Take the line that contains "target: small dome" as the first and the last line of the material as the final one; set down exactly the lines in that span.

___ Extracted information

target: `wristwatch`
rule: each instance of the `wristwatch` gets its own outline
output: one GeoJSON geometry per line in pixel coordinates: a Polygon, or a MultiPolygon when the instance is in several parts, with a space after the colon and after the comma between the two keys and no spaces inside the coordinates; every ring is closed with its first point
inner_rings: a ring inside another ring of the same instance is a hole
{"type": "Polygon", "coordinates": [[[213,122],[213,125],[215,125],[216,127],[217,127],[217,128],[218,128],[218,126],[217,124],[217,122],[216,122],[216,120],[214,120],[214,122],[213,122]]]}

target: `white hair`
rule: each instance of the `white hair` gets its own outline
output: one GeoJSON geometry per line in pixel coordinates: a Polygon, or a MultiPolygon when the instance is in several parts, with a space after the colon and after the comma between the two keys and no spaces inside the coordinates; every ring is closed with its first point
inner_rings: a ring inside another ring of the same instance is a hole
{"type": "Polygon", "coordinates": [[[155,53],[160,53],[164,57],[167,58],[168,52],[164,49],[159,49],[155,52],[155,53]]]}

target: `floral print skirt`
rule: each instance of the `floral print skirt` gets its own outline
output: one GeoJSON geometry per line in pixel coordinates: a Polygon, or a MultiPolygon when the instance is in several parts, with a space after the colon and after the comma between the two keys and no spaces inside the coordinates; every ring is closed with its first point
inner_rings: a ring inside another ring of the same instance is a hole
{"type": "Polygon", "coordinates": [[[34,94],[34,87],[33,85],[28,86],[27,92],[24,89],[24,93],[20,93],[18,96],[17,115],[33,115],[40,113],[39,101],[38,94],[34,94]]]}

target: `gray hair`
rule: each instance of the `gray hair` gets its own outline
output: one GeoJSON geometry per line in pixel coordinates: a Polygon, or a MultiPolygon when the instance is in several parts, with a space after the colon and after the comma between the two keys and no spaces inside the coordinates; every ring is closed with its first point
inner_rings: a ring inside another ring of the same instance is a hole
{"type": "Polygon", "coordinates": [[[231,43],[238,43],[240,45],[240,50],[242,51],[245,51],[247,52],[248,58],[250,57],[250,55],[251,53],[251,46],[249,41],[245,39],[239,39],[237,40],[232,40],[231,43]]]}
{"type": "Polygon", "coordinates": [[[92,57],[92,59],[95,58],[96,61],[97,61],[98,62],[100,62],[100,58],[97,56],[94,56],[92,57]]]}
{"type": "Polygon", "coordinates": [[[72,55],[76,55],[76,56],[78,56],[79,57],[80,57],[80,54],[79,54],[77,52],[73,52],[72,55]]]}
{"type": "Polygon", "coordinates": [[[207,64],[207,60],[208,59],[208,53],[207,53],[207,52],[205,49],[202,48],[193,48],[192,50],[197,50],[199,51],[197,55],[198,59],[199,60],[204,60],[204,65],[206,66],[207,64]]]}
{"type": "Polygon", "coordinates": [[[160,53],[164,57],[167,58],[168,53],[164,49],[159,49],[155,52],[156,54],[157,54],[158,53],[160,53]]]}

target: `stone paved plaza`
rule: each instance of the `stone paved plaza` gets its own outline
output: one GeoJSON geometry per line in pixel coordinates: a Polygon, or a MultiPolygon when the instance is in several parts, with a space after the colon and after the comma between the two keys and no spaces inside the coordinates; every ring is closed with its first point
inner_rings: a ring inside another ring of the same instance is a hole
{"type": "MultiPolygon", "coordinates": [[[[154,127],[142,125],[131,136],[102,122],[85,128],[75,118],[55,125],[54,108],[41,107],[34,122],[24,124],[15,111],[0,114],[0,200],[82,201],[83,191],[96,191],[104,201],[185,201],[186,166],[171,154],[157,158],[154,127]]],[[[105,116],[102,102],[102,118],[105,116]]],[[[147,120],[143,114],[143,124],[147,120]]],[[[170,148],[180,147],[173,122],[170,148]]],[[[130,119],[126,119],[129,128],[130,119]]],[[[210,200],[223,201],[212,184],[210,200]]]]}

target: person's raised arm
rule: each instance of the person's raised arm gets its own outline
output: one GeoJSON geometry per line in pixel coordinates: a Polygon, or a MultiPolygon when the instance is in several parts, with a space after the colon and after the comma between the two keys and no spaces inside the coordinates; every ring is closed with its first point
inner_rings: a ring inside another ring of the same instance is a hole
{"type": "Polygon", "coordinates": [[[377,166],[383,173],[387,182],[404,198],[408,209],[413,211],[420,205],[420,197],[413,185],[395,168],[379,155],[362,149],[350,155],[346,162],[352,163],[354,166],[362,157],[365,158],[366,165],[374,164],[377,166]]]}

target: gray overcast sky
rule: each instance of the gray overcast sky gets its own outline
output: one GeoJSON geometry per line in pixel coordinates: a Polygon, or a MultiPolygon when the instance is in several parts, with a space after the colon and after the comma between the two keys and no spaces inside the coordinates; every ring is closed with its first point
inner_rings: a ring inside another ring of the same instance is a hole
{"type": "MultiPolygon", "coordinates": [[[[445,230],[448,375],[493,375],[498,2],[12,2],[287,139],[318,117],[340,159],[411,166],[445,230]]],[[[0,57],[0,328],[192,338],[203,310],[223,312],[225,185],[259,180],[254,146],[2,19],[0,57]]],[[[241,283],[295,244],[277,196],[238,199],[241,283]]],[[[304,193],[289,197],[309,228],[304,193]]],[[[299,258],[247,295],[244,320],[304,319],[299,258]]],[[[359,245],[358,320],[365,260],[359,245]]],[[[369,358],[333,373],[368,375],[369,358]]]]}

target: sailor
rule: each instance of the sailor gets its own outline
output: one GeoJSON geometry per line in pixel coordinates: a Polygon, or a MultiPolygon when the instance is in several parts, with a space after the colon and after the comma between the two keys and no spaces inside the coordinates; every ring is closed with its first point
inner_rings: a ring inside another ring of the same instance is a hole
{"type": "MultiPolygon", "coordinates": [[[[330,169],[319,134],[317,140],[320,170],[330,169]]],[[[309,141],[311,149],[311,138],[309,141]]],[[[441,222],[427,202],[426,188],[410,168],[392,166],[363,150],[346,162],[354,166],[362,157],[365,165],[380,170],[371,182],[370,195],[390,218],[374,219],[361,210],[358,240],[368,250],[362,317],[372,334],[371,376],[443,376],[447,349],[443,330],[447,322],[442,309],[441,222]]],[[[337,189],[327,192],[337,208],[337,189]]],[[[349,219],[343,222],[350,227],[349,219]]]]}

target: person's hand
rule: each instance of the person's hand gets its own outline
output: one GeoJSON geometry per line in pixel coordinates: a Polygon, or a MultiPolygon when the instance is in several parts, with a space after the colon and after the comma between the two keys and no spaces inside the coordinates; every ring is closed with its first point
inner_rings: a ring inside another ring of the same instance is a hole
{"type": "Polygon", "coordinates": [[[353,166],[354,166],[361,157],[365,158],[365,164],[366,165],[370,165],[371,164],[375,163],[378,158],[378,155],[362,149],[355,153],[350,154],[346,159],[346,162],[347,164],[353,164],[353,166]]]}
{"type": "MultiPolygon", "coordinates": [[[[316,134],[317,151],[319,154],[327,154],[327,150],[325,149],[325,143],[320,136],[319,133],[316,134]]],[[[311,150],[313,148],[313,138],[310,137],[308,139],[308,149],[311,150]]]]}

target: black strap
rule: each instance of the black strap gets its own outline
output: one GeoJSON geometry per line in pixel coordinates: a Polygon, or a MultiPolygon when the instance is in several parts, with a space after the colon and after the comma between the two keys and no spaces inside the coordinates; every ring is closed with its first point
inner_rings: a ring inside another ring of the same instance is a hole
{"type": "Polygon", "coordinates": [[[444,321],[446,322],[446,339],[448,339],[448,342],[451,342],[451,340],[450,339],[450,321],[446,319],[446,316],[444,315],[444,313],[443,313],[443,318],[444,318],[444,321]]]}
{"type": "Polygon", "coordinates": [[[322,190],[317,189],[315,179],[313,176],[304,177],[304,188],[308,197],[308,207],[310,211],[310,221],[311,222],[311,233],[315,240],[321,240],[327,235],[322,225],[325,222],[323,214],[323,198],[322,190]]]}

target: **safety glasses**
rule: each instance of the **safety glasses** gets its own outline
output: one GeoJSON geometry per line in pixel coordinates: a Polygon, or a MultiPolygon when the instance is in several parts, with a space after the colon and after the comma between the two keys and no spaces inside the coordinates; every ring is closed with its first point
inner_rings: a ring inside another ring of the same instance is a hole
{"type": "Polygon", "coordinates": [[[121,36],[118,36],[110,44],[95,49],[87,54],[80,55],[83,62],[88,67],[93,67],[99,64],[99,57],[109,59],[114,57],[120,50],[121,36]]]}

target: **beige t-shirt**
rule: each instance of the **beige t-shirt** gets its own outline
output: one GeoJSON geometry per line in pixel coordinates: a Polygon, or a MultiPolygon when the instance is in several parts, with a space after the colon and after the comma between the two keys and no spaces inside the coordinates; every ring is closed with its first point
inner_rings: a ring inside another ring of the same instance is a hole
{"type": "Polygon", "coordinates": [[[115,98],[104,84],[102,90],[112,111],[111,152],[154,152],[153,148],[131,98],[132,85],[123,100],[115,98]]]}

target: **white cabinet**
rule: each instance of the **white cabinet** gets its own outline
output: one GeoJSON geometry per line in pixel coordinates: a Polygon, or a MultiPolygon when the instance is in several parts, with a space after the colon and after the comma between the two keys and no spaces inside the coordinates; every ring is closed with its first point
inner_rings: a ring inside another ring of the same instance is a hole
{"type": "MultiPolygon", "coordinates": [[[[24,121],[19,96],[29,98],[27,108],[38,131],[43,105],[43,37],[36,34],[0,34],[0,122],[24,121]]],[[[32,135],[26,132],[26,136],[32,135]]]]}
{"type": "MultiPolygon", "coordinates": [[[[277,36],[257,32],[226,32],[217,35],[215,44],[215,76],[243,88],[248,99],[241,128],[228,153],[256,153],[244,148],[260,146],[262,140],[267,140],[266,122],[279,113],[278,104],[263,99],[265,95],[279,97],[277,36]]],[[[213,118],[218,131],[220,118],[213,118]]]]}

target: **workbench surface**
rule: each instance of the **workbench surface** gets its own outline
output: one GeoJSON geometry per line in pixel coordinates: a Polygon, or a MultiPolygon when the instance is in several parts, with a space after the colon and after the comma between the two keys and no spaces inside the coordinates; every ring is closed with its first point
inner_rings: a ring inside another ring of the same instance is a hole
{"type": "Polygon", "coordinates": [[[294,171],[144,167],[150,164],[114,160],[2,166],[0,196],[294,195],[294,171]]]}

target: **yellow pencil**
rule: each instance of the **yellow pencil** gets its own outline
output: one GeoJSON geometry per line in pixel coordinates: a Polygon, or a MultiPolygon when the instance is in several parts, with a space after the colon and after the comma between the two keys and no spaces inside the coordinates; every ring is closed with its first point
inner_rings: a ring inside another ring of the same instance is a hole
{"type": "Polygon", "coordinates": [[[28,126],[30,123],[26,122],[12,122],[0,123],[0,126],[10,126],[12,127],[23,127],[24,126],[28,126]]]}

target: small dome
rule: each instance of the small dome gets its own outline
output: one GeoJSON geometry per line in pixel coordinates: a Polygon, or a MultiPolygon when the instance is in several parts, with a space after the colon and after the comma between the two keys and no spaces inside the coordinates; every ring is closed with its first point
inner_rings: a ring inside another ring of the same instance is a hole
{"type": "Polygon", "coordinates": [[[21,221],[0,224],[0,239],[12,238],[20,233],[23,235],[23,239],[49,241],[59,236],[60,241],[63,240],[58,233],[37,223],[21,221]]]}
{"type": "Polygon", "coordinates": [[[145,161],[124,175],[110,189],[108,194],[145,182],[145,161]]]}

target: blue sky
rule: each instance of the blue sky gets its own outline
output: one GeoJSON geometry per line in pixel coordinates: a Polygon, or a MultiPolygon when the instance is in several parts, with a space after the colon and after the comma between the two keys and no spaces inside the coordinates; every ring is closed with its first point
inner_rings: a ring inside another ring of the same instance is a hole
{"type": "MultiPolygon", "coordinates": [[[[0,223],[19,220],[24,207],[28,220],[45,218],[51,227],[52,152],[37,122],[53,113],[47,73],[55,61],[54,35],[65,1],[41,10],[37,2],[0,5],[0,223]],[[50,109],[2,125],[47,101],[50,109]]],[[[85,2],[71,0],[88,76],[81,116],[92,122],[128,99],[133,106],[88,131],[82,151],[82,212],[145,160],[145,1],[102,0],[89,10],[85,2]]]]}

______

The completed task:
target: small dome
rule: each instance of the small dome gets its own outline
output: one GeoJSON geometry per line in pixel coordinates: a Polygon, or a MultiPolygon when the instance is in several parts, with a space after the colon and after the comma between the two keys and no spaces inside the coordinates; every ring is closed with its first point
inner_rings: a ring inside another ring of the same instance is a hole
{"type": "Polygon", "coordinates": [[[21,221],[0,224],[0,239],[12,238],[20,233],[23,235],[23,239],[49,241],[59,236],[60,241],[63,240],[58,233],[37,223],[21,221]]]}
{"type": "Polygon", "coordinates": [[[145,161],[124,175],[110,189],[108,194],[145,182],[145,161]]]}

target: blue sky
rule: each instance of the blue sky gets its own outline
output: one GeoJSON geometry per line in pixel coordinates: a Polygon, or a MultiPolygon when the instance is in several parts, with a space after the colon and after the comma between the two keys and no spaces inside the coordinates; every ring is closed with its first point
inner_rings: a ring inside another ring of the same instance is a hole
{"type": "MultiPolygon", "coordinates": [[[[0,223],[19,220],[24,207],[28,220],[45,218],[51,227],[52,152],[37,122],[53,113],[47,73],[55,61],[54,35],[65,1],[41,10],[37,2],[0,5],[0,223]],[[50,109],[2,125],[47,101],[50,109]]],[[[85,2],[71,0],[88,76],[81,116],[92,122],[128,99],[133,106],[88,131],[82,151],[82,212],[145,160],[145,1],[102,0],[89,10],[85,2]]]]}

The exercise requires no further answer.